▽

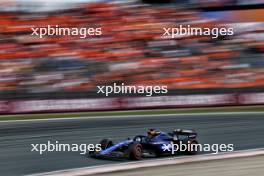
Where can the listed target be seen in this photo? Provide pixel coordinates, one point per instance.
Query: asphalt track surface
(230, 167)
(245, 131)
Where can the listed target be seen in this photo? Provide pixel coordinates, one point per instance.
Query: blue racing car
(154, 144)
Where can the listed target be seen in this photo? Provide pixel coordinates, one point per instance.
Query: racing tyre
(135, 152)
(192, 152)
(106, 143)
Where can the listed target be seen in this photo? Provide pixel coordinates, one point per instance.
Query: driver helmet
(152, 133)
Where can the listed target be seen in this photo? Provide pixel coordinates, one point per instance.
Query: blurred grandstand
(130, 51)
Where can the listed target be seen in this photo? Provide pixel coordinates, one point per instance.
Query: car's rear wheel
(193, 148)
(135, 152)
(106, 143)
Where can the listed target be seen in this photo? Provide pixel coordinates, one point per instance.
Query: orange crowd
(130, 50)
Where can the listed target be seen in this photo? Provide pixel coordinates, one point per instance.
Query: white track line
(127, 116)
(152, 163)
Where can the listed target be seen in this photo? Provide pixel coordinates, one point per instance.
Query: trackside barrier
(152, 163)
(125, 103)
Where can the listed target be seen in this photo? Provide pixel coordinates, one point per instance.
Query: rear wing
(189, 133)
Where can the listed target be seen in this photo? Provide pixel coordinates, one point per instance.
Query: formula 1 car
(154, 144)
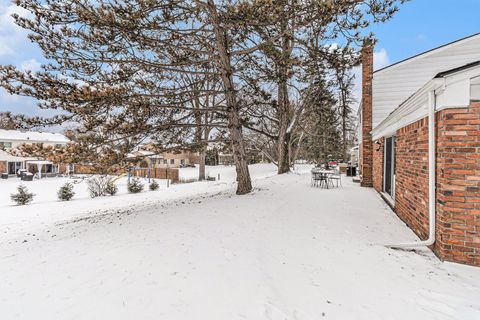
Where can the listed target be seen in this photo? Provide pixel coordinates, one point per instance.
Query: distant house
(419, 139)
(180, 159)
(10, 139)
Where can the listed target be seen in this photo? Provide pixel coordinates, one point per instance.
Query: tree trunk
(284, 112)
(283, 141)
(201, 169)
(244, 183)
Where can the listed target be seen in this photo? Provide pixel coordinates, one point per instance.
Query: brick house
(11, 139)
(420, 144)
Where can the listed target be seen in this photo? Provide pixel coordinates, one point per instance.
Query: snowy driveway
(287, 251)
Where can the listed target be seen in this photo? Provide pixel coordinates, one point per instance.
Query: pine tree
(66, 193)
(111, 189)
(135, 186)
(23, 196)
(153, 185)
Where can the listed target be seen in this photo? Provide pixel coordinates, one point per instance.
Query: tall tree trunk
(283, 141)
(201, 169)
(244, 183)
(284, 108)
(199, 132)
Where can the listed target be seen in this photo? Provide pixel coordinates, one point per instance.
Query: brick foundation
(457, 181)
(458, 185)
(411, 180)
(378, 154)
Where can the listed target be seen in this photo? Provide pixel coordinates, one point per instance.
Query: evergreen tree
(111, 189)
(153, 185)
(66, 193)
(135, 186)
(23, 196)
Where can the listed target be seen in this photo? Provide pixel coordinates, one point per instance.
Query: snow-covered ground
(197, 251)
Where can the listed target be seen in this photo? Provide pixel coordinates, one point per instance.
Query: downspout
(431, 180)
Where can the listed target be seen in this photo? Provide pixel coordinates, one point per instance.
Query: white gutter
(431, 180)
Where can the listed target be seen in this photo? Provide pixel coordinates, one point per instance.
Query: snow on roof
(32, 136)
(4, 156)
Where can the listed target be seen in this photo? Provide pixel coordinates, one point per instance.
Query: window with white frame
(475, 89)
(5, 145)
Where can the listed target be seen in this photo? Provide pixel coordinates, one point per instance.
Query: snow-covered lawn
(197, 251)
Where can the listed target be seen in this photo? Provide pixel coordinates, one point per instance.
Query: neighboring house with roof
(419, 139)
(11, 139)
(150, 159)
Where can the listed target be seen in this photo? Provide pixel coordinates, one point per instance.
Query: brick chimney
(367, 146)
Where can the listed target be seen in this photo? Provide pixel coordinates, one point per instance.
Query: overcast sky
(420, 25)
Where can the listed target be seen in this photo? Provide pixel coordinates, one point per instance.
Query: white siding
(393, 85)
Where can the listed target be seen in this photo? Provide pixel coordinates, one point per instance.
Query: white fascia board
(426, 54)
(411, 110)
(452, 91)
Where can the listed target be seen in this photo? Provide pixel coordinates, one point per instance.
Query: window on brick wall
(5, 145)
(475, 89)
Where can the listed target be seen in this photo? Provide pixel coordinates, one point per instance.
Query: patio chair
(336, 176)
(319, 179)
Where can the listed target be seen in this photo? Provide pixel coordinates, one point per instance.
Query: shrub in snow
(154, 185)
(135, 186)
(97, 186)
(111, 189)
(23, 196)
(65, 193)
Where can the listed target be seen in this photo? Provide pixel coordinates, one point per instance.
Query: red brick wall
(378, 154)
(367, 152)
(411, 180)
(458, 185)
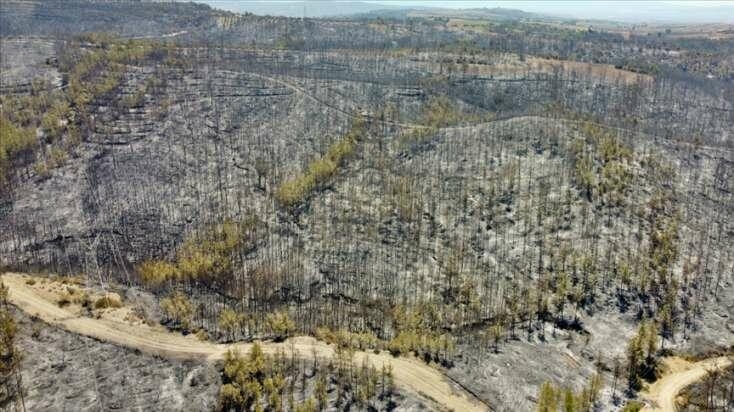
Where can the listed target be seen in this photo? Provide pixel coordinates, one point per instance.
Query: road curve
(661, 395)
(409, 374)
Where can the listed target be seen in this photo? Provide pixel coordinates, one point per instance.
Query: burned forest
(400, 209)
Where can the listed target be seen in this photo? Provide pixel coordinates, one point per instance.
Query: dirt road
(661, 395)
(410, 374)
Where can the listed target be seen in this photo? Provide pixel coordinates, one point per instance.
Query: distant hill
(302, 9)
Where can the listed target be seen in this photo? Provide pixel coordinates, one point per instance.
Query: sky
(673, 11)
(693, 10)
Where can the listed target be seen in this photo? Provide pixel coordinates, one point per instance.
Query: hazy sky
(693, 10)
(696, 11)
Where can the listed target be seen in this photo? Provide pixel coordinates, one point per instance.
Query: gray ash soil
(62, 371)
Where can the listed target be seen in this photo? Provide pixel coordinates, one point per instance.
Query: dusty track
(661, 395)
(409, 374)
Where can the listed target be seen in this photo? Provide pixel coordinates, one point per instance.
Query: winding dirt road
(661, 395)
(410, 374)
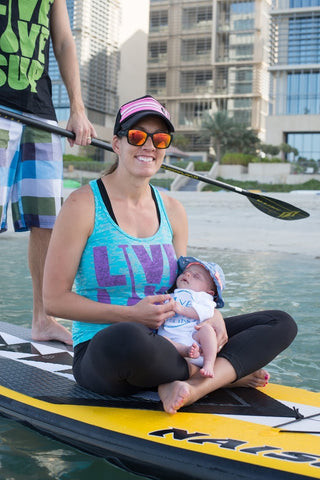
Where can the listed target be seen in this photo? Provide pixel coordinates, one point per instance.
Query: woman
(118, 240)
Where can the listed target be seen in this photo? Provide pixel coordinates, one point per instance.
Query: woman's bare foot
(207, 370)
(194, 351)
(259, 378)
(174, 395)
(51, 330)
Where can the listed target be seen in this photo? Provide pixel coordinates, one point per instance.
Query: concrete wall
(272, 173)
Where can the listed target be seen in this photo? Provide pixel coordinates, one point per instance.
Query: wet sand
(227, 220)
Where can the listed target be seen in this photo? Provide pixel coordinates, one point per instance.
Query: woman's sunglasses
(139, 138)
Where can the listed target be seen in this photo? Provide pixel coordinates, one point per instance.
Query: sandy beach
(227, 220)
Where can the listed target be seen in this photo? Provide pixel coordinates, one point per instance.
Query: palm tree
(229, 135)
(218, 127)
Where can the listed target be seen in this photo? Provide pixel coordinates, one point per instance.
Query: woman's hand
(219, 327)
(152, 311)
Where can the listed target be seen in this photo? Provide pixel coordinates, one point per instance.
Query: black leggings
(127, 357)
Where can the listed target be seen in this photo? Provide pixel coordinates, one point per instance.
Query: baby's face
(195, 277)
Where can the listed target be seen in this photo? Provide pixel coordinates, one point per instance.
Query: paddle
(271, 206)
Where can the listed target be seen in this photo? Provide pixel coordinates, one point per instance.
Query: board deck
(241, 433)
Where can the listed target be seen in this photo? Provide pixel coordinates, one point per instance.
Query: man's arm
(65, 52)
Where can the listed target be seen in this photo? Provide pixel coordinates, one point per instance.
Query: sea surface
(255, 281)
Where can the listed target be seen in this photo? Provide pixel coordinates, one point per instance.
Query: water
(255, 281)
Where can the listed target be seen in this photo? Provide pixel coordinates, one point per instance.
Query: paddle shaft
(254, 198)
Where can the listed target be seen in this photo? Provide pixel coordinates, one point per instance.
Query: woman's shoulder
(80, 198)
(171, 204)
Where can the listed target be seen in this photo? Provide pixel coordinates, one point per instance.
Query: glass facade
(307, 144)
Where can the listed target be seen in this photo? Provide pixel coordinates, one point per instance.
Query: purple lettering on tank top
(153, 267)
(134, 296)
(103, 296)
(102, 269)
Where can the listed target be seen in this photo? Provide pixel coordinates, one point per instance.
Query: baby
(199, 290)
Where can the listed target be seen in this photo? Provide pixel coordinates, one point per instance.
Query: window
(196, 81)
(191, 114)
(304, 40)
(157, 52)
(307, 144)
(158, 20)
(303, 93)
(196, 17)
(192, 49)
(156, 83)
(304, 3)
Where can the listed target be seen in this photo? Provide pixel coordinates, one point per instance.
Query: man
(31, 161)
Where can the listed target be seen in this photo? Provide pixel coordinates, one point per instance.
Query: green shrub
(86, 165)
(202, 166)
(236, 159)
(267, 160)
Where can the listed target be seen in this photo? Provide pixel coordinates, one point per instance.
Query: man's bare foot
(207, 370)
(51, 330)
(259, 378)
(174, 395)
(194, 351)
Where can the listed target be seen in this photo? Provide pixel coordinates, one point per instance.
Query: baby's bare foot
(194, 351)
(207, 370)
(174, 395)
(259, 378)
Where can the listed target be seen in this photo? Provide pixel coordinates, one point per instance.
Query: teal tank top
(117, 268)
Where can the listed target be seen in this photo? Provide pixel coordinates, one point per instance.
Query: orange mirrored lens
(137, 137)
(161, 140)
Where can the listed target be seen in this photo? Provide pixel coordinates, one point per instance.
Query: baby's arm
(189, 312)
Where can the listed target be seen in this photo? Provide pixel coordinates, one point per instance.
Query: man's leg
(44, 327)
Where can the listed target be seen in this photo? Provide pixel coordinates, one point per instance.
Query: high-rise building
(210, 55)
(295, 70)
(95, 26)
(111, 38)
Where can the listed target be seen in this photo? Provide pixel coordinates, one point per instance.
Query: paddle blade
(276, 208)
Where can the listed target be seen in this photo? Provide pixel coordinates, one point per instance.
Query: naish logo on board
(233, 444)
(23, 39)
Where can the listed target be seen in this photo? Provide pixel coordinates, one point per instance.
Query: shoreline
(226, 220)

△
▽

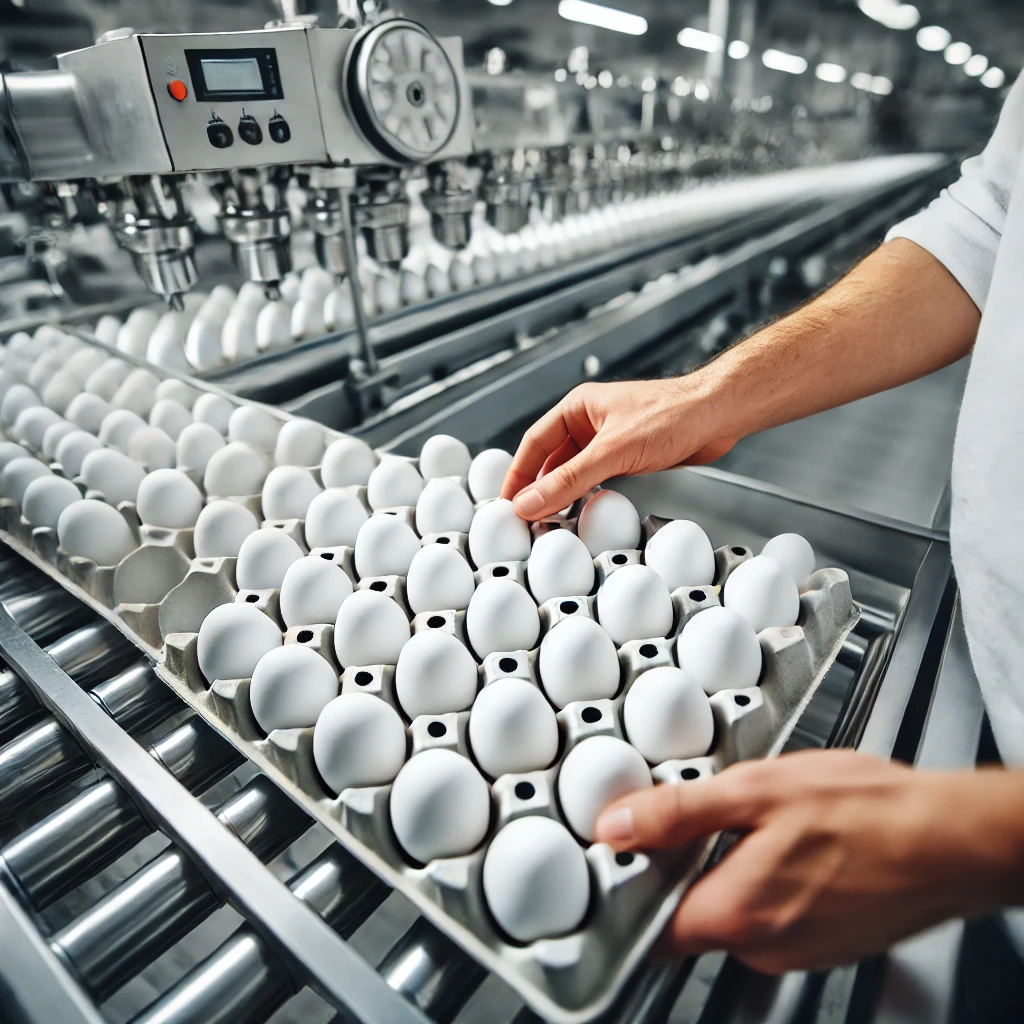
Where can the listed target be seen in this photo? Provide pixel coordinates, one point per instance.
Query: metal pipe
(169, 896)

△

DIRECTIONS FOR THIS TASK: How many lines in the data above contain the string "orange"? Case matters, so tally only exact matches and reply with the number alone.

ANSWER TO THE TASK: 2